■ EXERCISE: All entries below are to be duplicated verbatim.

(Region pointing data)
___
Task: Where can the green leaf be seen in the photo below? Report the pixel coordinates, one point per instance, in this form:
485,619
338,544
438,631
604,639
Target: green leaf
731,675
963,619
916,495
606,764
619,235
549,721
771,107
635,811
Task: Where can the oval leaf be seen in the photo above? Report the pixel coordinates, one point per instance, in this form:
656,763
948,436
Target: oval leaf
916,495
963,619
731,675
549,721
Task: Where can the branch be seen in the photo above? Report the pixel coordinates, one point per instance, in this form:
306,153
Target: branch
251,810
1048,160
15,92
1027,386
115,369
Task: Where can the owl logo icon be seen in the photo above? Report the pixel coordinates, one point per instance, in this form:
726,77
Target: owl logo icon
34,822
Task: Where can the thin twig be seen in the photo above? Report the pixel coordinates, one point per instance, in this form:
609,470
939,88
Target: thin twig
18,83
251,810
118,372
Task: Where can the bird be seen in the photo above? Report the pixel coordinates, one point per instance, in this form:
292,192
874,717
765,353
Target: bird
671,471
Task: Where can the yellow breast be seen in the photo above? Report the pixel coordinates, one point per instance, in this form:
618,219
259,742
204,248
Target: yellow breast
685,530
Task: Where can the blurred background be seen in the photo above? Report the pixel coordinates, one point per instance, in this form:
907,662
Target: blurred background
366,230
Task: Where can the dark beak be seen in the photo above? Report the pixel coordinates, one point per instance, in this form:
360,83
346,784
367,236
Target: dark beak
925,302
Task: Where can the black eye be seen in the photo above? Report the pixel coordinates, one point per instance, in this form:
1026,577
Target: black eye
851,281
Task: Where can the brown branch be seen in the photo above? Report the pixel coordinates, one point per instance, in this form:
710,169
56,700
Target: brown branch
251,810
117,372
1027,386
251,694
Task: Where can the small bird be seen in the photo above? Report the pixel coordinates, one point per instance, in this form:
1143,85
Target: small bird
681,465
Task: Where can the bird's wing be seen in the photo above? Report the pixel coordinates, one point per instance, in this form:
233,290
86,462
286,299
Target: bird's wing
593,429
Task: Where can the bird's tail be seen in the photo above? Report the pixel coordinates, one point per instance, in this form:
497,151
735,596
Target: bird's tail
___
■ OUTPUT FOR THIS EXERCISE:
Task: Where can the green leaf be seen in the photo below? Report the pixel coordinates, one point per instance, in this form:
485,619
338,544
438,631
604,639
Target: green leaf
731,675
963,619
916,495
606,764
619,235
549,721
771,107
635,811
Task: Where can the oval leaf be seen in the photo above? Report the pixel coordinates, one point per instance, in this form:
656,763
948,436
Target: oval leaf
916,495
963,619
731,675
549,721
Task: Where can the branch be seen in the photo above? Report the pixel coordinates, one point per instance, in this form:
306,153
Target: branch
251,810
1048,160
15,92
1027,386
115,369
Task: Where can the owl logo icon be seen in the photo above? Report the pixel coordinates, one point per instance, in this form:
726,77
Target: owl logo icon
34,822
Task: Where can the thin twig be seen in the photo above? Report the pixel coordinates, one point per instance, in this form:
609,470
939,88
Target: thin twig
18,83
251,810
118,372
Task: Where can the bird be seen in the photo above? Report the pixel coordinates, one point per instance, in this form:
292,192
874,717
765,353
Target: bird
671,471
Task: Where can the yellow breast be seen in the photo above? Report the pixel coordinates, one point per instance, in this form:
618,219
259,742
204,248
Target: yellow breast
685,530
Task: Where can the blurred background be seen in the photo above? Report the pixel coordinates, one point per instance, in this form:
907,662
Target: blurred background
366,230
Task: Where can the dark beak be seen in the photo above? Report the pixel coordinates, one point per instance, in this form:
360,83
346,784
367,236
Target: dark beak
925,302
Task: Where can the black eye be seen in the photo above? Report the pixel coordinates, one point per instance, in this form:
1026,577
Target: black eye
851,281
Task: Where can the brown branch be seen in the photo above? Report the pixel coordinates, one point per instance, in this form:
710,169
56,700
Target: brown branch
251,810
117,372
1027,386
251,694
Task: Where can the small bird be seen in the photo above? Report the pixel coordinates, one point per instance, in this form:
1143,85
Target: small bird
681,465
Task: Where can the bird's wing be seen in the photo above? Report the pixel coordinates, one point per instance, in this form:
233,290
86,462
286,299
Target: bird's wing
593,429
Task: Where can the bird's tail be seen in the photo above? Report the pixel coordinates, one point per instance, in this form:
497,151
735,596
Target: bird's tail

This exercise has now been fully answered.